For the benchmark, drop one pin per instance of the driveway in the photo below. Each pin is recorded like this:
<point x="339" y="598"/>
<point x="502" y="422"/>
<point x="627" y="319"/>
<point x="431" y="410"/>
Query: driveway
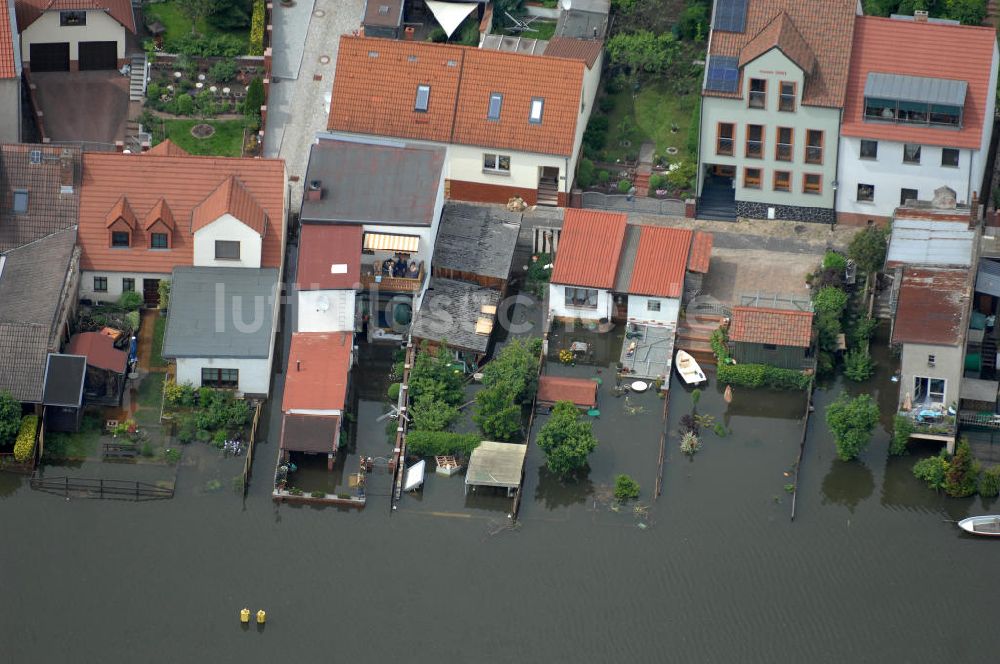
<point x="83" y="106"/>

* * *

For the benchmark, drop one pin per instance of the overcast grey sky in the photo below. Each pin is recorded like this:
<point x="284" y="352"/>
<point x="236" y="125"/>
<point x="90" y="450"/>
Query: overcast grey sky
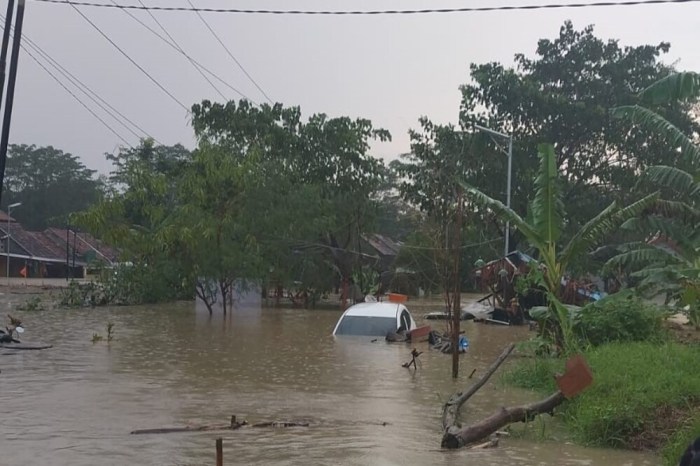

--

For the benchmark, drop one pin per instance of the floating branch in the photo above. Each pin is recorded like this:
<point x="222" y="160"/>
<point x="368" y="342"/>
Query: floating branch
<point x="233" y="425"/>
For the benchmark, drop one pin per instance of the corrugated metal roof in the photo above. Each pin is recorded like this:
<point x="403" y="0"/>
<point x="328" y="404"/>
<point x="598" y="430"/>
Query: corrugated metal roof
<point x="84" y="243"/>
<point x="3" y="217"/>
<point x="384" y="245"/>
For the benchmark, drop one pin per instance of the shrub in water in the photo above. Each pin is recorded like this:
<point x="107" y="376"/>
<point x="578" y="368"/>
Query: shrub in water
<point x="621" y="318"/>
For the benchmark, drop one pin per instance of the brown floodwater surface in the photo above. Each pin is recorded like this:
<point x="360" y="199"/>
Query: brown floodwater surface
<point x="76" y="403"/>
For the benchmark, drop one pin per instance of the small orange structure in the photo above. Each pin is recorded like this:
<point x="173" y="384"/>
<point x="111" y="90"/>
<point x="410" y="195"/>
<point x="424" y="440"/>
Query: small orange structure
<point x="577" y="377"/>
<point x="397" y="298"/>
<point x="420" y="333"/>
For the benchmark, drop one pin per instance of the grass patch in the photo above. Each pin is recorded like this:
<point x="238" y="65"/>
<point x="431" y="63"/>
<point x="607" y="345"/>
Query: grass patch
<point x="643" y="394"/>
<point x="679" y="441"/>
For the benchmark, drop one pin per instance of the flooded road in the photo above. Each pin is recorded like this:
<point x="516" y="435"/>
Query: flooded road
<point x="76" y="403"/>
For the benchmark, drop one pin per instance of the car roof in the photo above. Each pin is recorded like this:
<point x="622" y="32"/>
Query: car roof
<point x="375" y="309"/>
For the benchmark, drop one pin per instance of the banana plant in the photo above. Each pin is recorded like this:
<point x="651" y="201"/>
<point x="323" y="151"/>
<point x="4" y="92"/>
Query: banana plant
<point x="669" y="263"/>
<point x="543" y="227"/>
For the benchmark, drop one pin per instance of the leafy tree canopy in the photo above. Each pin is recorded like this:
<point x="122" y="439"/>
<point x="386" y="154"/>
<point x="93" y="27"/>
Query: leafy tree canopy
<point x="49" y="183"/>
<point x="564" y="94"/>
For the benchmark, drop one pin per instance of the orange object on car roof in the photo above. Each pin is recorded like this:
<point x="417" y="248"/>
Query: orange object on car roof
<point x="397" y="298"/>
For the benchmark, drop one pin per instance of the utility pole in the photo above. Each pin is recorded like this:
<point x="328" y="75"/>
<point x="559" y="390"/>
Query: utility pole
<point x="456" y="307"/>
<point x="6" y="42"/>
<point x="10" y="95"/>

Exercise objective: Give the lines from the one containing "For the benchmark, drop one pin per instance of the overcast" through the one containing "Query: overcast grey sky" as a JSON list of strings, one string per line. Include both end lines and leave out any blank lines.

Result:
[
  "For the benchmark, drop one pin per instance of the overcast grey sky in the photo below. Each pin is recorded like this:",
  "<point x=\"284\" y=\"352\"/>",
  "<point x=\"236\" y=\"125\"/>",
  "<point x=\"90\" y=\"450\"/>",
  "Query: overcast grey sky"
]